Text:
The meta-analyses of resting-state fMRI studies have shown there to be significantly increased amplitude of low-frequency fluctuations (ALFF) (73, 74) and significantly increased regional cerebral blood flow (rCBF) (73) in the insula in people with MDD compared to healthy controls. Altered baseline activity of insula in MDD may thus be a marker of interoceptive dysfunction. Moreover, a recent fMRI study showed that depressive symptoms of HIV patients were positively associated with the magnitude of blood oxygen level-dependent (BOLD) activation in bilateral insula while the patients were performing a heartbeat detection task during scanning, supporting the evidence that interoceptive-related insular activity may reflect a feature of depression (75). Further studies using additional experimental paradigms to study the role of interoceptive dysfunction in the development of various depressive symptoms, such as appetite loss, sleep disorders and other somatic dimensions, are warranted.

Work instructions:
[1] In the passage on the insula in depression, what task were the HIV patients performing during scanning?
[2] Continue the passage on the insula in depression from its last sentence.
The entries after this passage come from a separate source.

Data to examine:
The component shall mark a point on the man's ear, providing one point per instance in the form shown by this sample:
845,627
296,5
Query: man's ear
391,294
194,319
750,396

Results in order:
[1] A heartbeat detection task.

[2]
3.2. Measurement of interoception

The development of methods for measuring the interoceptive function and ability of an individual is important for investigating corresponding changes in disease states and determining their underlying biological mechanism. At the present time, objective or subjective measurement of interoception is almost entirely based on heartbeat counting or detection, and requires a person to count the number, or provide a description, of their heartbeats occurring in a specific time.

An alternative approach is to use neuroimaging, and since the insula is known to play an integral role in interoception and emotion, this brain structure is of special interest for study. In the resting state, close intrinsic functional connectivity of sub-regions of the insula within the salience network and with regions, such as orbitofrontal cortex and prefrontal cortex, has been found to be associated with higher cardiac-based interoceptive accuracy (76, 77). Furthermore, females exhibited higher performance on a scale measuring subjective interoceptive sensibility and were also found to possess larger insular volume bilaterally compared to males, and in addition exhibited a positive correlation between grey matter volume of left insula and interoceptive sensibility (78). These findings that the volume of insula may be a key determinant of interoceptive ability are supported by the results of an fMRI study in which interoceptive accuracy was found to be positively related to insula activation when subjects were required to pay attention to their heartbeat (79, 80).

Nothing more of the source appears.